_PROBLEMS TO WORK ON_
A – In the article on the Jewish vote, why does Romney need to show his commitment to Israel?
B – According to the article on the Jewish vote, what share of Democratic money comes from Jews or from Jewish and pro-Israel groups?
C – Reproduce the passage of the article on the Jewish vote that begins at the words containing "Obama, Romney woo" and ends with "pressure on candidates.".

_PAGE EXCERPT_
-------

Obama, Romney woo the Jewish vote

On a trip to Israel, Mitt Romney is trying to win over a tiny sliver of a small — but powerful — section of the American electorate. President Barack Obama is doing the same at home.

But while Romney’s trip is unlikely to change the broader presidential campaign against Obama, he’s hoping to close the gap among Jewish voters.

For all the wooing of American Jews in presidential campaigns, those who say Israel’s fate drives their vote make up 6 per cent of a reliably Democratic bloc. The tiny numbers are overlaid with an outsize influence. Campaign donations from Jews or Jewish and pro-Israel groups account for as much as 60 per cent of Democratic money, and groups such as the American Israel Public Affairs Committee can bring strong pressure on candidates.

Romney needs to show his commitment to Israel because the reliably Republican evangelical Christian vote also holds candidates to account on that topic. “Jewish Americans have come to assume that mainstream politicians and elected officials will stand strongly with Israel so there’s oftentimes no urgency that is reflected in the polling,” said Robert Wexler, a former Democratic congressman from Florida whose district was heavily Jewish.

-------

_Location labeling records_
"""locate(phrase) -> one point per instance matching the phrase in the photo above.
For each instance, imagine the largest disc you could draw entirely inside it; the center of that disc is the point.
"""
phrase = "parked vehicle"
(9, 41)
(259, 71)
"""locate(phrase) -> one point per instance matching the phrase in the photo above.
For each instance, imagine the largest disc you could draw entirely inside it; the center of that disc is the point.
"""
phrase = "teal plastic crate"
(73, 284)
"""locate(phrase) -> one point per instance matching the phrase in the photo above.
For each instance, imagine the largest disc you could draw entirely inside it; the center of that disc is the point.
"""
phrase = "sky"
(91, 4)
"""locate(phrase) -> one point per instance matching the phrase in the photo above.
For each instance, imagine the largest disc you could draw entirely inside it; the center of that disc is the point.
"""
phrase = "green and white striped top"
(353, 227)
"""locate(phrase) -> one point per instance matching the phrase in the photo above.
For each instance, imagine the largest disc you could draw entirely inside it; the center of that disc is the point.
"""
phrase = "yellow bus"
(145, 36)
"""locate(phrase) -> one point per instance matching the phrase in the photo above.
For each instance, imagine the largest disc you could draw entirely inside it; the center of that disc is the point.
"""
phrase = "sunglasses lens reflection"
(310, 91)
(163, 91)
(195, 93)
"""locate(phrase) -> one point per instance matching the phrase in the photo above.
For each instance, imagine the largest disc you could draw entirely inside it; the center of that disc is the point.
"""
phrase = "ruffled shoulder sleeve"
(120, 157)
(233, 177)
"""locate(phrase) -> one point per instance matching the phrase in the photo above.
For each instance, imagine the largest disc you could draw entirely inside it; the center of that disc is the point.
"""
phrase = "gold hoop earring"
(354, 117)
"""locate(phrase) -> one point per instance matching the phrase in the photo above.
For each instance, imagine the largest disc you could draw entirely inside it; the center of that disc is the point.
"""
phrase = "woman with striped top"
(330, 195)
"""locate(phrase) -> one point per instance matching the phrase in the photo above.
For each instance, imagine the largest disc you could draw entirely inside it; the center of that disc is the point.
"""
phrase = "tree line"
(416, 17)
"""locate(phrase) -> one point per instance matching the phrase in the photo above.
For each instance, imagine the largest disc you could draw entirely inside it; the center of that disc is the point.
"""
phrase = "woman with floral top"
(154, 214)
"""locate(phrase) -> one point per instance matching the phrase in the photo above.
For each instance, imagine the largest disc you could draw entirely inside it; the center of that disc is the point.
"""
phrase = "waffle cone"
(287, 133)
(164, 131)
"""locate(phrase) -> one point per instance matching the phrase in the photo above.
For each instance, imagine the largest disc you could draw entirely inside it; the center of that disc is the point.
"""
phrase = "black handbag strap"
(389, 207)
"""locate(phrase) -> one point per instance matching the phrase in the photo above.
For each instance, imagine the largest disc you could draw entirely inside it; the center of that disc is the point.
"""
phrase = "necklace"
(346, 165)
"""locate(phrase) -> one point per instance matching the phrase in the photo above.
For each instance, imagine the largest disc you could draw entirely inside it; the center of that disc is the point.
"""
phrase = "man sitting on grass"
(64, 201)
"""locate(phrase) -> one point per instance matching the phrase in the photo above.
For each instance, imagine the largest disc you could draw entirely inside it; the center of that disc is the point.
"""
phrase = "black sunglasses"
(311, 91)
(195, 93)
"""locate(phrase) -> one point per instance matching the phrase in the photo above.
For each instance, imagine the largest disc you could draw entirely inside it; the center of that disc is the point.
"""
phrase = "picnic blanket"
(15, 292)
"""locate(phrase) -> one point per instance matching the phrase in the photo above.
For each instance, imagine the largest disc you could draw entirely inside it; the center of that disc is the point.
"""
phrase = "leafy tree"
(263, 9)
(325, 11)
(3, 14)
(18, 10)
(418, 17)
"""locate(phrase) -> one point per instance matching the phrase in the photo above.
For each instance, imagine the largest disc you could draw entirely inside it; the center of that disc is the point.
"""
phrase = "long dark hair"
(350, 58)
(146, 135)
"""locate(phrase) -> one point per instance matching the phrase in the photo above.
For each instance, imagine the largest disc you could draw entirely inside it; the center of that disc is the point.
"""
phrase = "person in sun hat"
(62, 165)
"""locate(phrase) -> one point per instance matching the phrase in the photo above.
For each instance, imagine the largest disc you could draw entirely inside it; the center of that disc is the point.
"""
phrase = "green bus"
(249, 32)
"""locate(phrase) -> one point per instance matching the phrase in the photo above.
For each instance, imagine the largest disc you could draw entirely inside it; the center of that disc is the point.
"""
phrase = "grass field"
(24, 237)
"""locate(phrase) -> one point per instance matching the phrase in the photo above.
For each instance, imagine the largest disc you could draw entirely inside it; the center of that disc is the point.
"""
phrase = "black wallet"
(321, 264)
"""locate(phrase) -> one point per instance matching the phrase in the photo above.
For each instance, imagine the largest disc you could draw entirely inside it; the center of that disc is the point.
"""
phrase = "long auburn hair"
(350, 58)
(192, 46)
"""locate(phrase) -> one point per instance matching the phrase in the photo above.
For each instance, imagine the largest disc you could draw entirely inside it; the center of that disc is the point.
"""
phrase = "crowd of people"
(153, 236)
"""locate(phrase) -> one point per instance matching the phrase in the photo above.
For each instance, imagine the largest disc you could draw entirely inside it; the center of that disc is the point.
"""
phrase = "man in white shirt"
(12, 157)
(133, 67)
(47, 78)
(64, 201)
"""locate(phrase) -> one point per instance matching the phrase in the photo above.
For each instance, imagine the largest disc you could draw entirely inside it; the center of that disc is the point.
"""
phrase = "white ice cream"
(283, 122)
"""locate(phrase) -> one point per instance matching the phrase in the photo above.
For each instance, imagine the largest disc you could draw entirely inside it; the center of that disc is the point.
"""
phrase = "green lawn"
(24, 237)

-------

_RESPONSES FOR EACH TASK_
A – The reliably Republican evangelical Christian vote also holds candidates to account on Israel, so Romney has to demonstrate his commitment there.

B – As much as 60 percent.

C –
Obama, Romney woo the Jewish vote

On a trip to Israel, Mitt Romney is trying to win over a tiny sliver of a small — but powerful — section of the American electorate. President Barack Obama is doing the same at home.

But while Romney’s trip is unlikely to change the broader presidential campaign against Obama, he’s hoping to close the gap among Jewish voters.

For all the wooing of American Jews in presidential campaigns, those who say Israel’s fate drives their vote make up 6 per cent of a reliably Democratic bloc. The tiny numbers are overlaid with an outsize influence. Campaign donations from Jews or Jewish and pro-Israel groups account for as much as 60 per cent of Democratic money, and groups such as the American Israel Public Affairs Committee can bring strong pressure on candidates.